[Items from a dataset]
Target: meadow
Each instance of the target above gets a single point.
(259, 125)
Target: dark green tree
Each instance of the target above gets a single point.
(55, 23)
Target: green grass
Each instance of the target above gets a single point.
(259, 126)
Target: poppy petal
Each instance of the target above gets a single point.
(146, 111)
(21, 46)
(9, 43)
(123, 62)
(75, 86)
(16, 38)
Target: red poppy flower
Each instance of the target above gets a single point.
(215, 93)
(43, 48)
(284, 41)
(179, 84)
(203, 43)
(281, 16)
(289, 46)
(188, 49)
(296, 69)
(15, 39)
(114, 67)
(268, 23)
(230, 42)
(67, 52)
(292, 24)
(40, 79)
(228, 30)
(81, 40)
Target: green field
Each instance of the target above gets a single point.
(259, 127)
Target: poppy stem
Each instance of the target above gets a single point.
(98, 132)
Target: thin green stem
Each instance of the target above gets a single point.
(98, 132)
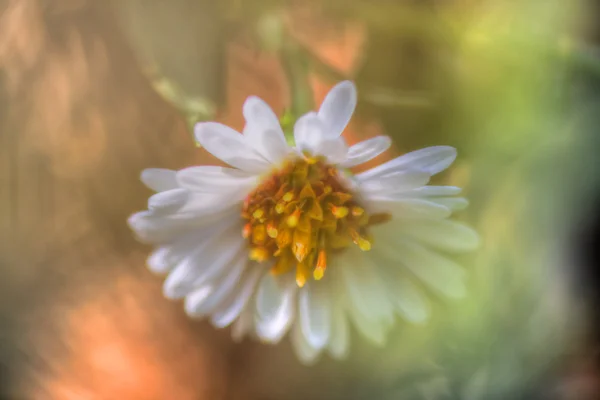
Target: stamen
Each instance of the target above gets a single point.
(272, 230)
(258, 213)
(321, 265)
(357, 211)
(247, 231)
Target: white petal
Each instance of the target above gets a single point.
(430, 159)
(366, 150)
(167, 201)
(214, 179)
(263, 130)
(307, 354)
(438, 272)
(159, 179)
(408, 207)
(436, 191)
(229, 146)
(164, 258)
(309, 132)
(198, 304)
(314, 305)
(337, 108)
(158, 261)
(243, 325)
(204, 264)
(443, 234)
(159, 229)
(232, 308)
(339, 343)
(275, 308)
(397, 182)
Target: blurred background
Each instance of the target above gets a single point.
(92, 92)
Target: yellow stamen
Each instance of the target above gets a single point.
(360, 241)
(259, 234)
(259, 254)
(357, 211)
(247, 230)
(258, 213)
(280, 208)
(321, 265)
(300, 213)
(292, 220)
(272, 230)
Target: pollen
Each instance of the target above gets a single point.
(300, 215)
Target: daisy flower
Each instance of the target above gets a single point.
(287, 239)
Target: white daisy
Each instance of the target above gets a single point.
(289, 240)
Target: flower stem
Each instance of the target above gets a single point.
(296, 68)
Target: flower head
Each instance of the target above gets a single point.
(289, 240)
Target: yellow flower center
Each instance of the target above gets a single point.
(300, 214)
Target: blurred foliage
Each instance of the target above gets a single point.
(488, 77)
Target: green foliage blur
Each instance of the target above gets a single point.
(493, 79)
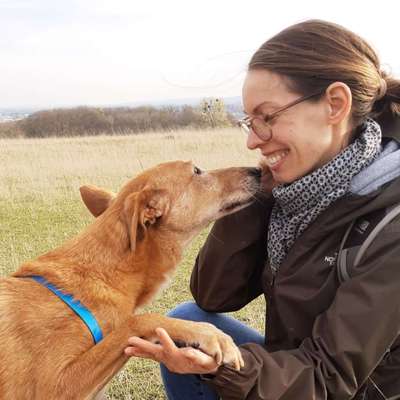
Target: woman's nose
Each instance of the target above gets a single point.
(253, 141)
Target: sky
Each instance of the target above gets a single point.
(92, 52)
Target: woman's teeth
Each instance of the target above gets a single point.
(273, 159)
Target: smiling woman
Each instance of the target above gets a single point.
(326, 118)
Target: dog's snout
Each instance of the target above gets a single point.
(256, 172)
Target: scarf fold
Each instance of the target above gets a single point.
(299, 203)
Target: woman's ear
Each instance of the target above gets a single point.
(339, 98)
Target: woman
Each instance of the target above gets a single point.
(326, 119)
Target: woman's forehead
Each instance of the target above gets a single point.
(264, 88)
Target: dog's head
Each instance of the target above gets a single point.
(175, 197)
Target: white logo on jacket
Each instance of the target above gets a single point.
(331, 260)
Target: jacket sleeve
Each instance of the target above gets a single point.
(348, 340)
(227, 271)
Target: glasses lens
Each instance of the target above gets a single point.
(261, 129)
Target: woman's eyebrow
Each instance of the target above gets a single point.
(256, 109)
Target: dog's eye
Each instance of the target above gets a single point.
(197, 171)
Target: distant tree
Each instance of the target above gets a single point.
(95, 121)
(214, 113)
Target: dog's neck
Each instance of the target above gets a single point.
(103, 273)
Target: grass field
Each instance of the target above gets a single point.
(40, 207)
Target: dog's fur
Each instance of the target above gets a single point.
(114, 267)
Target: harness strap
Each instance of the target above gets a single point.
(83, 313)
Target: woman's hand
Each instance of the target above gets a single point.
(185, 360)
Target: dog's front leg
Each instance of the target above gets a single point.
(84, 377)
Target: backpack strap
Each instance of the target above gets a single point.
(358, 237)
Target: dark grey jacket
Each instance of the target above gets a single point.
(324, 340)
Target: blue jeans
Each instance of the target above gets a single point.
(190, 387)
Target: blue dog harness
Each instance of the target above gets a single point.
(83, 313)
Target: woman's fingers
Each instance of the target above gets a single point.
(165, 340)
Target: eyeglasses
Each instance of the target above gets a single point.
(262, 126)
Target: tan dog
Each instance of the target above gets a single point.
(115, 266)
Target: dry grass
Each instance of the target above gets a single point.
(40, 207)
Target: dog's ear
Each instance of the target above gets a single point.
(142, 209)
(97, 200)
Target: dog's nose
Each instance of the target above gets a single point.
(256, 172)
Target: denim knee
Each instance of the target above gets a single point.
(188, 311)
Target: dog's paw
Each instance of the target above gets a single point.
(216, 344)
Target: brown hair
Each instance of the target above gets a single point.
(313, 54)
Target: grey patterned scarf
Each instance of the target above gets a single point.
(299, 203)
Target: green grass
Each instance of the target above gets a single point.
(40, 208)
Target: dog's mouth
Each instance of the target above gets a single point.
(235, 206)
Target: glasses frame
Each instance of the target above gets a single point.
(246, 123)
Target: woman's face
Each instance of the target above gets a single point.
(303, 137)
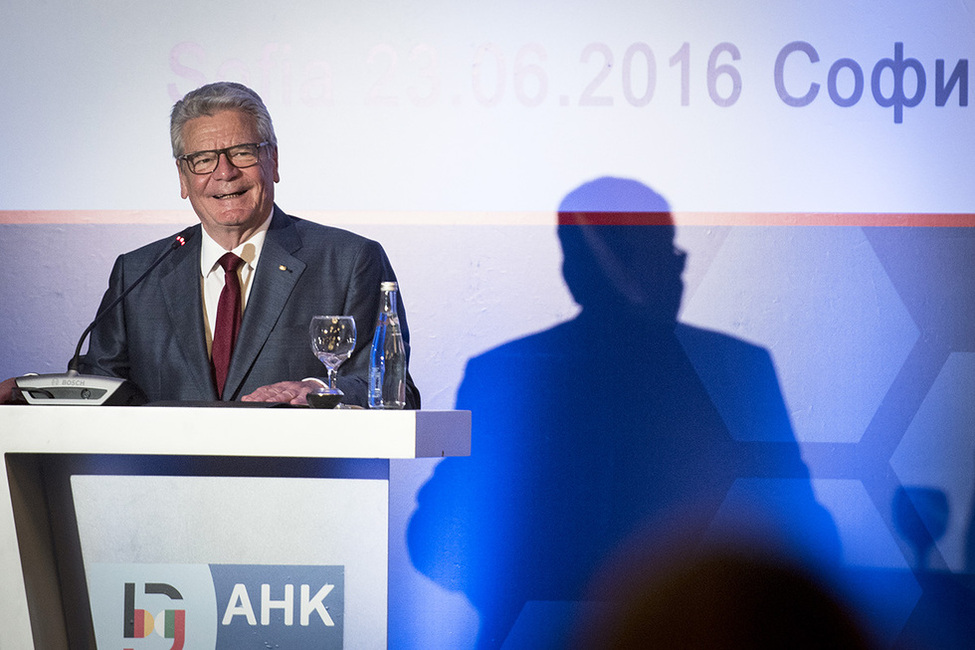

▶ Task details
Only the lines from the first line of the records through the line containing "Target: thin green stem" should be repeated, exactly as they appear.

▶ Solution to this task
Target: meadow
Each instance of the target above gets a single point.
(259, 125)
Target: dark green tree
Each instance of the target above gets a single point.
(55, 23)
Target: green grass
Each instance of the target above gets a single point.
(259, 126)
Target: poppy petal
Each instance of the target above gets a single point.
(146, 111)
(21, 46)
(9, 43)
(123, 62)
(75, 86)
(16, 38)
Target: red poppy flower
Each instance of the target above gets a single point.
(215, 93)
(43, 48)
(284, 41)
(179, 84)
(203, 43)
(281, 16)
(289, 46)
(188, 49)
(296, 69)
(15, 39)
(114, 67)
(268, 23)
(230, 42)
(67, 52)
(292, 24)
(40, 79)
(228, 30)
(81, 40)
Target: green field
Each instance of the target above gets a single point.
(259, 127)
Target: poppy stem
Each instance of the target above gets a single point.
(98, 132)
Target: thin green stem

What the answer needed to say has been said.